- **Excerpted records**:
▬▬▬▬▬▬

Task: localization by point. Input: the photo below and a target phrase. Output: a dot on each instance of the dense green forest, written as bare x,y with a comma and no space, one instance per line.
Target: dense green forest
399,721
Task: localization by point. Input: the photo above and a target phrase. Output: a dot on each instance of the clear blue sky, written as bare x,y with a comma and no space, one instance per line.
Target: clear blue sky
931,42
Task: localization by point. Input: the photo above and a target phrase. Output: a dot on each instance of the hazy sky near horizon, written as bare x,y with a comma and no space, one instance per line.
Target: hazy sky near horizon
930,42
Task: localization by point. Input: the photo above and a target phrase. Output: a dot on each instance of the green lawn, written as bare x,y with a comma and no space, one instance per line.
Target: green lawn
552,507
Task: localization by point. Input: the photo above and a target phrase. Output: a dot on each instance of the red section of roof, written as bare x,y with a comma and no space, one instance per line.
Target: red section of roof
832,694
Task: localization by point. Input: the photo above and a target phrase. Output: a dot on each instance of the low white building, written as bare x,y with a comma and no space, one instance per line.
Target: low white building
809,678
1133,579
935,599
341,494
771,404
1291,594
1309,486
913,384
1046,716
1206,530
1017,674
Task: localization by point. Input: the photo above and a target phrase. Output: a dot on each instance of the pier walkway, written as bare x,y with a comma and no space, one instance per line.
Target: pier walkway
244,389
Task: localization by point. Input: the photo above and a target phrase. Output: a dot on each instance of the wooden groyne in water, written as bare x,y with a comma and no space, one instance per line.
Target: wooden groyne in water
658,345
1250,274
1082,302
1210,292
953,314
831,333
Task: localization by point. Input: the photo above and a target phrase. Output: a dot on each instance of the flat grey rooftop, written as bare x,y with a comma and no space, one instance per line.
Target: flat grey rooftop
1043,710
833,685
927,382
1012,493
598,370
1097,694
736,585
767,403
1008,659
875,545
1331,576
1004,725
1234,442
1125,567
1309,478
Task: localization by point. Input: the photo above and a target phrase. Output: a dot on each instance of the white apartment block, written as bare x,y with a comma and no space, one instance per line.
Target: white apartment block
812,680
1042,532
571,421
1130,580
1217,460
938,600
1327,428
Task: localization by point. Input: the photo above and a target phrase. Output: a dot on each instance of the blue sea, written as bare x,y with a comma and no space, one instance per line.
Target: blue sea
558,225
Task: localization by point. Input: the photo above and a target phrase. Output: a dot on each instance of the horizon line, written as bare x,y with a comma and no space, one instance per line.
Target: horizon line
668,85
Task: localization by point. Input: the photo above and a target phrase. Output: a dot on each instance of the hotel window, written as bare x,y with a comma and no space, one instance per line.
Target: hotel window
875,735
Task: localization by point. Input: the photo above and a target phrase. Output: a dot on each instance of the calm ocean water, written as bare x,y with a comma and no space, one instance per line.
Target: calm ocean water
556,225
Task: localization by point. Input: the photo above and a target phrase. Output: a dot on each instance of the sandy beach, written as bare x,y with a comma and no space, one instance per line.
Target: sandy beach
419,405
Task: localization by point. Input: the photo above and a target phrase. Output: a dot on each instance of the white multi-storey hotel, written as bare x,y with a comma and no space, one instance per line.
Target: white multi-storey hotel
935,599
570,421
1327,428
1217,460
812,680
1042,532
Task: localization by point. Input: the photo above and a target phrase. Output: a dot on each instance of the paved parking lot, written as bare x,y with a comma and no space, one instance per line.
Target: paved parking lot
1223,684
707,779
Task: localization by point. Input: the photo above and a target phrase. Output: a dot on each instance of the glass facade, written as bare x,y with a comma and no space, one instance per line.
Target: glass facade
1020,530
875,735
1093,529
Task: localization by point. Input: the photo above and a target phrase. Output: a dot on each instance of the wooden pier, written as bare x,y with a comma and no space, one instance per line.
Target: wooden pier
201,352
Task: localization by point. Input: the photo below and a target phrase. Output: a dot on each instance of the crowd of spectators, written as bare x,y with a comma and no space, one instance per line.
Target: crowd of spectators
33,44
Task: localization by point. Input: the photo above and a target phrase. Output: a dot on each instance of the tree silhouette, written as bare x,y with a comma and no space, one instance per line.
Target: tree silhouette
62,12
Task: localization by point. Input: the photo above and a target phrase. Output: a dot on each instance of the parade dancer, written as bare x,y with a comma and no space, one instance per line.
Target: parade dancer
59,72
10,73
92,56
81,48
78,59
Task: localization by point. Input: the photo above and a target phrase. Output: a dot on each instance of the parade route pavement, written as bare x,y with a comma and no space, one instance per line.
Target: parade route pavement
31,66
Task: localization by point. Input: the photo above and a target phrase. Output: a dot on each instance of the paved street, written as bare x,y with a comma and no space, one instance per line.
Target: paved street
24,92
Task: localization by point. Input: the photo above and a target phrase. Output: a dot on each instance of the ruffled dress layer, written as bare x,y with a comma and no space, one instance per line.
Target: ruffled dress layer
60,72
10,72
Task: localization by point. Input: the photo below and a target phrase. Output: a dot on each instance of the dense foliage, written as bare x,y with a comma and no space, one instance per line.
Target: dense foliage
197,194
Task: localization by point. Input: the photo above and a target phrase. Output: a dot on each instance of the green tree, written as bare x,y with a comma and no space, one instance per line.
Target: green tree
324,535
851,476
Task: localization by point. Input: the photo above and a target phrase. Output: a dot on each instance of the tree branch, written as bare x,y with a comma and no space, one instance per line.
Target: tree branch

▬▬▬▬▬▬

- **Exercise objective**:
Which lines run from the one containing "parade dancer, written" to the end of the data? Output them exactly, with nothing added.

- **Result of the exercise**:
Task: localization by point. Input: the photo above and a target phrase. Output: a dot on each instance of the parade dancer, written as bare x,y with a comma and no space, one instance per line.
Target: parade dancer
59,72
10,73
92,56
81,48
78,59
Task: localization by point. Input: the photo above and a target phrase. Output: a dot on each instance of the parade route pavement, written as bare x,y with a comma and no space, one instance per line.
Target: parade route pavement
31,66
Task: localization by point. Input: the photo above and a target phrase. Output: a dot on each instance of the paved street, written as bare x,y with a comma and no space, one instance per line.
Target: paved street
24,92
Task: localization by point. Input: the photo above and a target phrase. Output: a dot on each instance of the ruffled dress layer, written as bare x,y with a comma and no space, one instance per line.
Target: ruffled dress layer
60,72
10,72
Task: localization by point. Input: the photo below and a target phrase. Output: a dot on each instance of the dense foliage, written as bare x,y with a comma and no space, one instance per line.
Target: dense foliage
197,194
Task: localization by point. Input: the photo above and a target phrase. Output: a dot on each instance of the green tree, written as bare x,y with a comma and no space, one instance per line.
Target: green tree
324,535
851,476
Task: localization by point. Input: the photo above and a target phrase. Output: a dot on each instance of the tree branch, written as bare x,y with a comma and no space, one instance per line.
Target: tree branch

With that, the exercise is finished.